-------- MATERIAL SUPPLIED --------

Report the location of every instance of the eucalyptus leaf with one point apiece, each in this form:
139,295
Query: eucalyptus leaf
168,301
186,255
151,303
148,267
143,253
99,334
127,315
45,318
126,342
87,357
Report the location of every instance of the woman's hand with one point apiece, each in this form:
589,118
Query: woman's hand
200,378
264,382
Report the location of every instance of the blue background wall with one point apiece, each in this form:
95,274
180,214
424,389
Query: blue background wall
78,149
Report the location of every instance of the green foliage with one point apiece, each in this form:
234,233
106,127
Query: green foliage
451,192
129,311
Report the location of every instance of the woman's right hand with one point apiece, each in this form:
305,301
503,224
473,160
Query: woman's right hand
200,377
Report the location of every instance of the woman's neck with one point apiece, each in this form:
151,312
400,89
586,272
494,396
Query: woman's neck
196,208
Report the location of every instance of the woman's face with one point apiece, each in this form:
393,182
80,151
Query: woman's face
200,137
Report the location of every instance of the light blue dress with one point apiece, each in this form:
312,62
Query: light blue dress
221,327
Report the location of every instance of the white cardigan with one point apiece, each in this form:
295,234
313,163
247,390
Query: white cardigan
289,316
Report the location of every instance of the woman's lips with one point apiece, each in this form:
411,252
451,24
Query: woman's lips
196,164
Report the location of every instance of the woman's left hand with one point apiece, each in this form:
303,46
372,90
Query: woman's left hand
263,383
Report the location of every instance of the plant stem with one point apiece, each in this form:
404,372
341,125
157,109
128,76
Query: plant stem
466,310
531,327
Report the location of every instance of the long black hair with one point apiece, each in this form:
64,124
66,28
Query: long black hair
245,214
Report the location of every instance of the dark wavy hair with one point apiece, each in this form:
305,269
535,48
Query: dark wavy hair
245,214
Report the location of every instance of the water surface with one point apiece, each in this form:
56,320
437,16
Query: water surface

--------

YOUR GOAL:
Render every line of the dataset entries above as a JSON array of strings, one string per line, skipping any blank lines.

FINISHED EXERCISE:
[
  "Report the location of every instance of the eucalyptus leaf with one point apiece, each in this form:",
  "139,295",
  "Query: eucalyptus leaf",
  "168,301",
  "186,255",
  "151,303",
  "148,267",
  "143,253",
  "99,334",
  "127,315",
  "45,318",
  "126,342",
  "87,357",
  "Report the location of every instance of the woman's hand with one point apiece, each in this form:",
  "589,118",
  "Query: woman's hand",
  "200,378",
  "264,382",
  "Report the location of every instance of the blue background wall with one point apiece, each in this form:",
  "95,274",
  "180,214",
  "424,389",
  "Query: blue background wall",
  "78,149",
  "Report the location of every instance of the green foliage with one point apiece, each in this form:",
  "234,233",
  "106,127",
  "Query: green foliage",
  "451,192",
  "129,311",
  "Report the location of every instance of the woman's right hand with one point apiece, each in this form:",
  "305,301",
  "503,224",
  "473,160",
  "Query: woman's right hand",
  "200,377",
  "Report the location of every instance of the woman's neck with one point apiece, each in this form:",
  "151,312",
  "400,89",
  "586,272",
  "494,396",
  "Query: woman's neck",
  "196,208",
  "Report the location of every instance of the woman's face with one point apiece, each in this form:",
  "393,182",
  "80,151",
  "Query: woman's face",
  "200,137",
  "Report the location of every instance of the light blue dress with one point apiece, each in this form:",
  "312,62",
  "Query: light blue dress",
  "221,327",
  "Report the location of every instance of the white cardigan with one point apiece, each in this form:",
  "295,234",
  "313,163",
  "247,390",
  "Query: white cardigan",
  "289,316",
  "Report the location of every instance of the woman's lips with one point apiece, each in this form:",
  "411,252",
  "451,24",
  "Query: woman's lips",
  "196,164",
  "Report the location of every instance of the woman's left hand with one point apiece, each in this form:",
  "303,46",
  "372,90",
  "Query: woman's left hand",
  "263,383",
  "Report the location of every instance of the plant stem with one point apiece, each in this form:",
  "404,372",
  "341,125",
  "157,109",
  "128,76",
  "Query: plant stem",
  "466,310",
  "531,327",
  "Report the location of every instance of the long black hair with one point apiece, each in this form:",
  "64,124",
  "66,28",
  "Query: long black hair",
  "245,214",
  "Report the location of every instance of the dark wavy hair with one point apiece, each in this form:",
  "305,269",
  "535,48",
  "Query: dark wavy hair",
  "245,214",
  "Report the location of every instance of the water surface with one point apiece, each in this form:",
  "56,320",
  "437,16",
  "Query: water surface"
]